> [Exercise]: Quote the entries below word for word, from the line containing "the grilled meat" through the end of the entries, both ends included.

Excerpts of location labeling data:
--*--
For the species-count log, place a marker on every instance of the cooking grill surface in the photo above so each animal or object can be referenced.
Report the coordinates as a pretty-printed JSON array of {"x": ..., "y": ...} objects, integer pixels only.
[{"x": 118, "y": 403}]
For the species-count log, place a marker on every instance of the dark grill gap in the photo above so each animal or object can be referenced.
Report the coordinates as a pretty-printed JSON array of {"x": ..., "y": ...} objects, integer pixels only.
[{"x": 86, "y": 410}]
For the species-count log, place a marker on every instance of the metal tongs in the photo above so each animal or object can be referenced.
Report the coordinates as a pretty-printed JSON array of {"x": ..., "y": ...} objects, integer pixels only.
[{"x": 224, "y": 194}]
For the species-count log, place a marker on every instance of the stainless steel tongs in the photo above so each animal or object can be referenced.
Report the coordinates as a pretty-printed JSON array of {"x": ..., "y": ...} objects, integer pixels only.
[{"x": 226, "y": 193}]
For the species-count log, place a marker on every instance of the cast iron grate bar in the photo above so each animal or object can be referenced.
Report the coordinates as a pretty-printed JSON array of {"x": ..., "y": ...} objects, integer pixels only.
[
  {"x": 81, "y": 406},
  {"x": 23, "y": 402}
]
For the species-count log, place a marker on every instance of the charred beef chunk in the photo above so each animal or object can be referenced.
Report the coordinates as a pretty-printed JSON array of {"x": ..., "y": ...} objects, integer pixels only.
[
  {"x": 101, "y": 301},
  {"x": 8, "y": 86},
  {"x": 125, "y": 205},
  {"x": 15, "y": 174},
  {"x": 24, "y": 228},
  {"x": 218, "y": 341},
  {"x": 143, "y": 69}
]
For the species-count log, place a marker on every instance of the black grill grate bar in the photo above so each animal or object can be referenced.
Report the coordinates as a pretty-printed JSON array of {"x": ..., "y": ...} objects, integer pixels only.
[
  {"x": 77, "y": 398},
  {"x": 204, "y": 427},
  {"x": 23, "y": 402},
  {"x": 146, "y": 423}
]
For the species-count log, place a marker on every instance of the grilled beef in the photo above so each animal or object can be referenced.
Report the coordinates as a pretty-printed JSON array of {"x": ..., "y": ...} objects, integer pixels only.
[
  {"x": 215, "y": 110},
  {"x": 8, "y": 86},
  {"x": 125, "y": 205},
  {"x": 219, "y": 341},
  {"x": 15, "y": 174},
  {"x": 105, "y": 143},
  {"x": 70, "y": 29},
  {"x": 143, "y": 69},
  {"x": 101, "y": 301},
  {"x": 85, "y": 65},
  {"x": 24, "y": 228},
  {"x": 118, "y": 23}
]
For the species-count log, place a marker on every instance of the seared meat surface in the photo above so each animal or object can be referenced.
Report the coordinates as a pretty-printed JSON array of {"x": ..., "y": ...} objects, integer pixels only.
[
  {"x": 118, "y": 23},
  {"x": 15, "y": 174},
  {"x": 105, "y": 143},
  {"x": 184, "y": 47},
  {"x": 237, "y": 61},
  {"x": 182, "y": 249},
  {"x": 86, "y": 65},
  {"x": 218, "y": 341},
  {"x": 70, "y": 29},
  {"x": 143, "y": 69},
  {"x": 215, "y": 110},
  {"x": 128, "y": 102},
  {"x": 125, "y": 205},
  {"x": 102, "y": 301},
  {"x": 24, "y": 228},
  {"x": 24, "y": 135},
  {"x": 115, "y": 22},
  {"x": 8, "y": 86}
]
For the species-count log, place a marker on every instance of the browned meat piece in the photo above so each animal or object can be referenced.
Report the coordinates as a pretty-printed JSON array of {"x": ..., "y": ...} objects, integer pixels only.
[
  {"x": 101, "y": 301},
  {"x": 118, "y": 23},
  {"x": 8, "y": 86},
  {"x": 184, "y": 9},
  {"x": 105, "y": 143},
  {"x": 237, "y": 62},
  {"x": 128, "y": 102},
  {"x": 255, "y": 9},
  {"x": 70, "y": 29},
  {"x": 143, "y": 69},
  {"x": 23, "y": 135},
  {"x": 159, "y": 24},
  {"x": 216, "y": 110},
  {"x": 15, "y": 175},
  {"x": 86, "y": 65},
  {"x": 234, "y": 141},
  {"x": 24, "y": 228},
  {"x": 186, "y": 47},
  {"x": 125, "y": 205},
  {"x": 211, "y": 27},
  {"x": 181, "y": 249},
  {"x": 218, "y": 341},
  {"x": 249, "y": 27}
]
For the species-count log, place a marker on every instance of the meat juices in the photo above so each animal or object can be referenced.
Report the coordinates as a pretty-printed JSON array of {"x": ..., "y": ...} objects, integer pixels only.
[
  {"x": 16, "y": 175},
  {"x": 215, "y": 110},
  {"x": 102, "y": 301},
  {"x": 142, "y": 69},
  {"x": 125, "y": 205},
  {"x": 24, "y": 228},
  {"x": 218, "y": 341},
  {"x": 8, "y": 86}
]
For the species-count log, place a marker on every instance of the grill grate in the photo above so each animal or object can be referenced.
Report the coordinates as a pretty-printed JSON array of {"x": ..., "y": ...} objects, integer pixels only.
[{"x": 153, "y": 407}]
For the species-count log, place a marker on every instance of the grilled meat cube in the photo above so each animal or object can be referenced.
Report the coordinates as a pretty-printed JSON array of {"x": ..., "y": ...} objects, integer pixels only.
--*--
> [Full solution]:
For the species-count log, place a marker on every instance of the grilled meat cube in the photo above so each animal or object can be referenced.
Report the coordinates as a pretty-printed JSON array of {"x": ..., "y": ...} objects, integer pixels only.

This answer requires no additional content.